## WRITTEN EXERCISE:
Reproduce, word for word, only the portion of the data that opens with the line containing "Where can the dark trousers" and runs through the end of the data, including both ends.
— START OF AVAILABLE RECORDS —
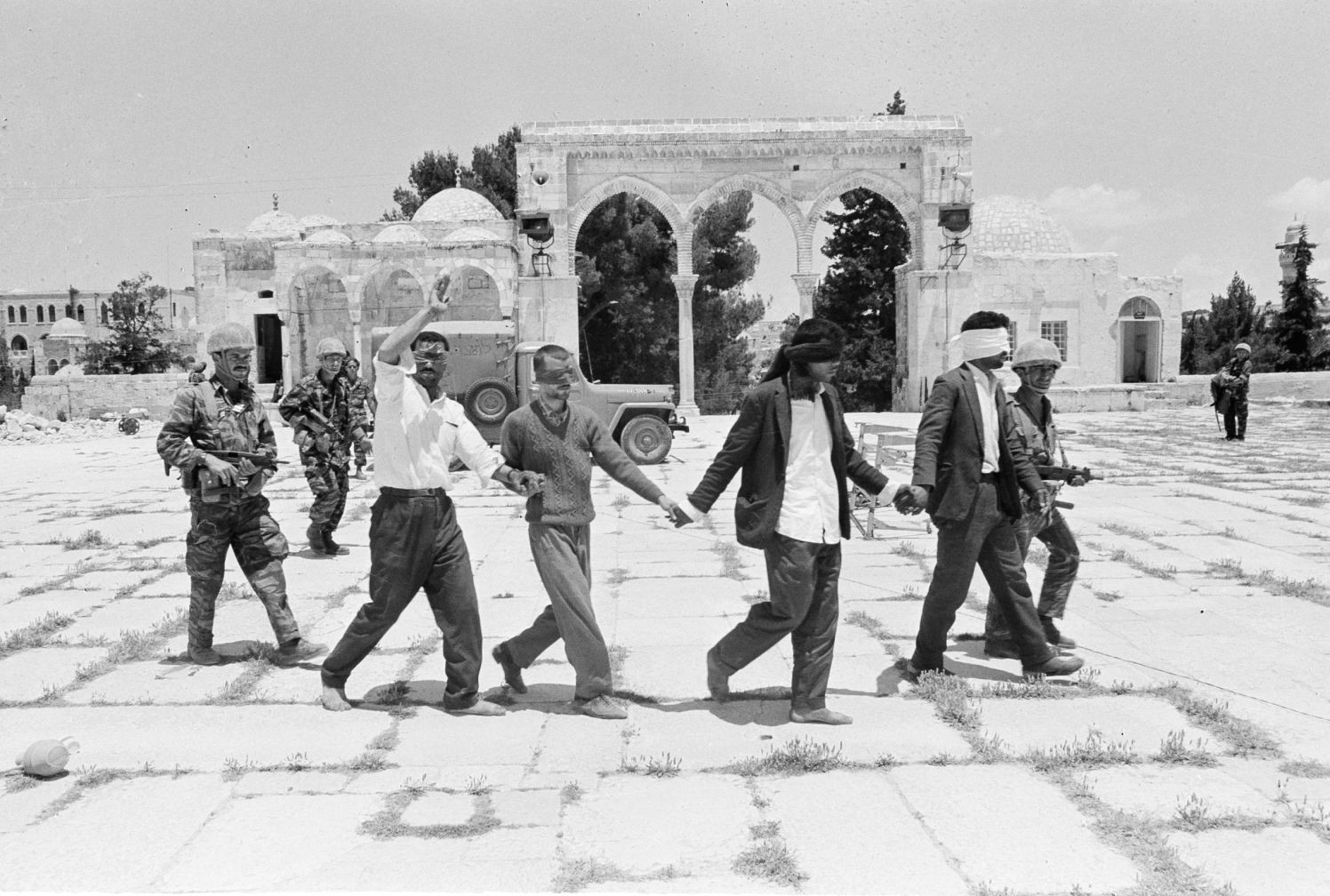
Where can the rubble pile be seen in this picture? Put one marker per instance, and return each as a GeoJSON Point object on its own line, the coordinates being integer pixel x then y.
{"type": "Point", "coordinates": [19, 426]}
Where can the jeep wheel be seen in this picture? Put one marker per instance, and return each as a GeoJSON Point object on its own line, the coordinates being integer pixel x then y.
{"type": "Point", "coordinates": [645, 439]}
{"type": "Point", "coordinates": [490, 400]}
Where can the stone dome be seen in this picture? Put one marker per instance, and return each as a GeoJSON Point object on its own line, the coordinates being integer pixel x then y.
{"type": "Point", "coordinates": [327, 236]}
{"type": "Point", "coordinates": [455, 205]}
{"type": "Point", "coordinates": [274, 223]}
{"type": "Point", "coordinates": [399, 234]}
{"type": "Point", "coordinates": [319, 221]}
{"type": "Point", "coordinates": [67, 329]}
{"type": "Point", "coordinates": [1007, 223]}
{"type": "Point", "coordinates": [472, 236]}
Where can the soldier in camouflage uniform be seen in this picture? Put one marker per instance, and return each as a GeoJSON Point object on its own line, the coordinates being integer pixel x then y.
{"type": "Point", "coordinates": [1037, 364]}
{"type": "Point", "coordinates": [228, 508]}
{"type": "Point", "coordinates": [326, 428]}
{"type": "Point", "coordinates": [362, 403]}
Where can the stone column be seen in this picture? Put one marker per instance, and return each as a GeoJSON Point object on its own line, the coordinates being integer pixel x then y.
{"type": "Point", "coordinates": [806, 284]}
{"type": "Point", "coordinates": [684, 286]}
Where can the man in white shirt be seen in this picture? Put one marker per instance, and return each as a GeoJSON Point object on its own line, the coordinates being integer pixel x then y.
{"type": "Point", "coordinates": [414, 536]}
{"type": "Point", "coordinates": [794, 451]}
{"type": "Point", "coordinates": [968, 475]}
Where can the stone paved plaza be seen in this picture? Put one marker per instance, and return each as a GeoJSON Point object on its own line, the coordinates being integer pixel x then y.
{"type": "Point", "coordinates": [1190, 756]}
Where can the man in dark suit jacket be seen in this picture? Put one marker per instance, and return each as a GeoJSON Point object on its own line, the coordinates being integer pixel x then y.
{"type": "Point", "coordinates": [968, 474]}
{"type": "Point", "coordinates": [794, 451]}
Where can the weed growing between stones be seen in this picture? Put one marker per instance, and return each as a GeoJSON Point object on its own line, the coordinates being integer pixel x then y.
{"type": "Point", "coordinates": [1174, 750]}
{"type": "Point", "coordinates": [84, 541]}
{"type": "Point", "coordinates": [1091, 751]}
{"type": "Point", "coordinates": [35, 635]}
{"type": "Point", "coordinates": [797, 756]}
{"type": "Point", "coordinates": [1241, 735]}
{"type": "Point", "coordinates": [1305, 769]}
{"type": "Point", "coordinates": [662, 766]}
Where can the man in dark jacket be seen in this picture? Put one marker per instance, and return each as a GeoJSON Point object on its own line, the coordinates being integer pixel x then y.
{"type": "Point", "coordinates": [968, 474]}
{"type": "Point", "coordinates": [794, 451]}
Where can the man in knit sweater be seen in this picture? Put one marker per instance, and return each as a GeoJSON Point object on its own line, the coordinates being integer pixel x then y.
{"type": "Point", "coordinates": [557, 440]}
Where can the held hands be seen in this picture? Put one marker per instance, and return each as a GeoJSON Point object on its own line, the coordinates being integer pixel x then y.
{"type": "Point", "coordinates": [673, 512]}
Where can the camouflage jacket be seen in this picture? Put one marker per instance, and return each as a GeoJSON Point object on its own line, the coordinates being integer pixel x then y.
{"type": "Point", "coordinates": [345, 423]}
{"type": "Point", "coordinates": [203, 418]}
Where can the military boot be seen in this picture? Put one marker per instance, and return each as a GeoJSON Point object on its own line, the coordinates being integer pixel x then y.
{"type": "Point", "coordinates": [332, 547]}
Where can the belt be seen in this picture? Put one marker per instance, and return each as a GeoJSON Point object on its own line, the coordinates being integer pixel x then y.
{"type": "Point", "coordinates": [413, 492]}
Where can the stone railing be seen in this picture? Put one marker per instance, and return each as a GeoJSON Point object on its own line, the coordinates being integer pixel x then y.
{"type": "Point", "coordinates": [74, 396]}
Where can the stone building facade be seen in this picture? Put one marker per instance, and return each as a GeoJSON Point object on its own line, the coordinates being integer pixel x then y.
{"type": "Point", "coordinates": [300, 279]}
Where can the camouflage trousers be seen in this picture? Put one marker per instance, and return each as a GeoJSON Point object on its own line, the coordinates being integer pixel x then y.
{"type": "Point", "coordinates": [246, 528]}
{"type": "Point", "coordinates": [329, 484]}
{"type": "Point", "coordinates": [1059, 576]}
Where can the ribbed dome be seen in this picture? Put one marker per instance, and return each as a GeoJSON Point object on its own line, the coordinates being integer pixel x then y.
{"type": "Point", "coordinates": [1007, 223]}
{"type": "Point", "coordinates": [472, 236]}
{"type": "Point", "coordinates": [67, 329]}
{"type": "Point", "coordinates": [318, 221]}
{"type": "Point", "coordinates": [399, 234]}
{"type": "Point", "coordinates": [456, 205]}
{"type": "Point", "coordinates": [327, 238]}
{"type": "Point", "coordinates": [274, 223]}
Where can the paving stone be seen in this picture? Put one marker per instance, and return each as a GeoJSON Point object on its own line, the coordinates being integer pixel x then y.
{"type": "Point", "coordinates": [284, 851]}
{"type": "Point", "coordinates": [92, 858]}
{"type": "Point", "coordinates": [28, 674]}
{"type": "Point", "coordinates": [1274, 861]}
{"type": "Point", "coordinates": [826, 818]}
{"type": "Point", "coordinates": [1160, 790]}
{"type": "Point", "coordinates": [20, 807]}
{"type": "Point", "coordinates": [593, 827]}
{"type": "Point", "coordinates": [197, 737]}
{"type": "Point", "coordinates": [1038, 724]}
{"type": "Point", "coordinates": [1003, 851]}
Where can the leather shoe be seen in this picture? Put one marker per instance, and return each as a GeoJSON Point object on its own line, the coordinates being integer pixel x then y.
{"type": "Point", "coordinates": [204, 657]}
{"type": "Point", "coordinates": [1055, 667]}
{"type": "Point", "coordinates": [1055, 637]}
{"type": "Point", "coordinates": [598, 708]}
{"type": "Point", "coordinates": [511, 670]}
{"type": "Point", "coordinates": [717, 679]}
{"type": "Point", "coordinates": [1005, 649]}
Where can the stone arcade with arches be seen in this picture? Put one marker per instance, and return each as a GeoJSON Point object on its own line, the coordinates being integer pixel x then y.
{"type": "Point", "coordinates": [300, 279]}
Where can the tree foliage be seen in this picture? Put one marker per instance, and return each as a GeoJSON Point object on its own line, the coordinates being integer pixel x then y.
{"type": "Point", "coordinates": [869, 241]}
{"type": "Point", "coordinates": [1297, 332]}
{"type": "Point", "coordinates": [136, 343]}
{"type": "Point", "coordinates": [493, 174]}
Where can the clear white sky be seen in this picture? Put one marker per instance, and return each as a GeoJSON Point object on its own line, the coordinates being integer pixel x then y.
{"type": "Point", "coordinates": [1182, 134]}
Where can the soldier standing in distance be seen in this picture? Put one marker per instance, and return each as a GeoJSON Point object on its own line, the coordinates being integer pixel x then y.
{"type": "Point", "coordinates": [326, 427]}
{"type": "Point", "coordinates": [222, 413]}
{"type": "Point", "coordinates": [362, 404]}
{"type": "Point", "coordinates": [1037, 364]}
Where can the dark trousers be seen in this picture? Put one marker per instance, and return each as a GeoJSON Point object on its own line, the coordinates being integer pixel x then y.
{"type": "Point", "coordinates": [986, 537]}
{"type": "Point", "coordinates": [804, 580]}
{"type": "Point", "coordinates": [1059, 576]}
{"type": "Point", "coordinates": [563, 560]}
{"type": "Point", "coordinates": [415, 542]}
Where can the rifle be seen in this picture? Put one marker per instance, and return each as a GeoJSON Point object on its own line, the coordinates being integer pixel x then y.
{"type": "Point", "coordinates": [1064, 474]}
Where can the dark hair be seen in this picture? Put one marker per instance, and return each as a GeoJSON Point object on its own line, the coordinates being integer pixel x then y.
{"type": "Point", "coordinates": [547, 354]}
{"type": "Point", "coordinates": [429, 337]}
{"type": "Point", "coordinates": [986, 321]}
— END OF AVAILABLE RECORDS —
## TASK RESULT:
Where can the dark trousers be seen in this picture? Put one marker per instance, and return each as a GeoJSON Point object on its own line, the coordinates being integer pixel x then y.
{"type": "Point", "coordinates": [986, 537]}
{"type": "Point", "coordinates": [804, 580]}
{"type": "Point", "coordinates": [1059, 576]}
{"type": "Point", "coordinates": [563, 560]}
{"type": "Point", "coordinates": [415, 542]}
Where can the rifle be seen in this picture? Put one marker per instance, and return each as a GeoJSON Point object on its own line, the coordinates being integer pixel x then y.
{"type": "Point", "coordinates": [1064, 474]}
Where can the dark hair be seen in this picture? Put one marker per instance, and return each as a GeoJSON Point object on its own line, the coordinates being integer pixel x then y.
{"type": "Point", "coordinates": [547, 354]}
{"type": "Point", "coordinates": [429, 337]}
{"type": "Point", "coordinates": [986, 321]}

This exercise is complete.